**Stored data entries:**
Segment Open

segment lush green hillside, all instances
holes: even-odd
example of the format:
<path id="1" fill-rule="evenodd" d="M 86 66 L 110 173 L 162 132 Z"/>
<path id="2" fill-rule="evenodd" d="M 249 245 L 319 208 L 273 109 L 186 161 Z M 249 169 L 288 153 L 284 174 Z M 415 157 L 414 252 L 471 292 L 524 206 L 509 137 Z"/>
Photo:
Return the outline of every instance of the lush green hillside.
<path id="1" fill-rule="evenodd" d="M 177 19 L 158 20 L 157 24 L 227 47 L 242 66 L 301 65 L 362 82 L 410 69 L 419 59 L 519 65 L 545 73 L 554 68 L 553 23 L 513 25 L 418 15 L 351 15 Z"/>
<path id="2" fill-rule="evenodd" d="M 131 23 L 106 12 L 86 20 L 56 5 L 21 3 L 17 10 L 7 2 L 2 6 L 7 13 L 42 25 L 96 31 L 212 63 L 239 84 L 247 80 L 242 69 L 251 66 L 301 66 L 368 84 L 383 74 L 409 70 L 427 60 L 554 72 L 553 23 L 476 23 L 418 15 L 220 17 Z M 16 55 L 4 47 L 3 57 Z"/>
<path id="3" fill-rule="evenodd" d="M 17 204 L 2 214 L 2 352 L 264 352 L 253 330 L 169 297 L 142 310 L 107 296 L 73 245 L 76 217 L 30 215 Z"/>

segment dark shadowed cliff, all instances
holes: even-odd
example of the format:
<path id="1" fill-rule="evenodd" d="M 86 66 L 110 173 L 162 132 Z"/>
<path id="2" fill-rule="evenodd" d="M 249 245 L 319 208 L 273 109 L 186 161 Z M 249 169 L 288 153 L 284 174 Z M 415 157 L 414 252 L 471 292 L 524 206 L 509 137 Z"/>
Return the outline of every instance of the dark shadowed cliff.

Segment Closed

**Directions:** Nothing in the data may differ; print all of it exactly as written.

**Finished task:**
segment lush green hillside, all instances
holes: even-odd
example of the format:
<path id="1" fill-rule="evenodd" d="M 86 66 L 110 173 L 162 132 Z"/>
<path id="2" fill-rule="evenodd" d="M 249 245 L 319 208 L 273 109 L 186 161 Z M 249 169 L 288 153 L 284 174 Z M 415 157 L 414 252 L 471 292 L 524 206 L 509 137 Z"/>
Photo:
Return the outline of every instance of the lush green hillside.
<path id="1" fill-rule="evenodd" d="M 177 19 L 158 20 L 157 24 L 227 47 L 242 66 L 301 65 L 362 82 L 410 69 L 419 59 L 519 65 L 545 73 L 554 68 L 553 23 L 513 25 L 418 15 L 351 15 Z"/>
<path id="2" fill-rule="evenodd" d="M 131 23 L 106 12 L 86 20 L 56 5 L 21 3 L 17 10 L 7 2 L 2 6 L 7 13 L 42 25 L 96 31 L 212 63 L 239 84 L 247 80 L 242 69 L 251 66 L 301 66 L 368 84 L 383 74 L 409 70 L 427 60 L 554 72 L 553 23 L 476 23 L 418 15 L 220 17 Z M 16 55 L 4 47 L 3 57 Z"/>
<path id="3" fill-rule="evenodd" d="M 17 204 L 2 214 L 2 352 L 264 352 L 253 330 L 169 297 L 142 310 L 107 296 L 73 245 L 76 217 L 30 215 Z"/>

segment dark shadowed cliff, all instances
holes: even-odd
example of the format:
<path id="1" fill-rule="evenodd" d="M 86 66 L 110 173 L 162 132 Z"/>
<path id="2" fill-rule="evenodd" d="M 249 245 L 319 208 L 273 109 L 186 161 Z M 249 169 L 288 153 L 284 174 Z M 415 157 L 414 252 L 471 292 L 524 206 L 509 137 Z"/>
Return the outline of every instance of the dark shadowed cliff.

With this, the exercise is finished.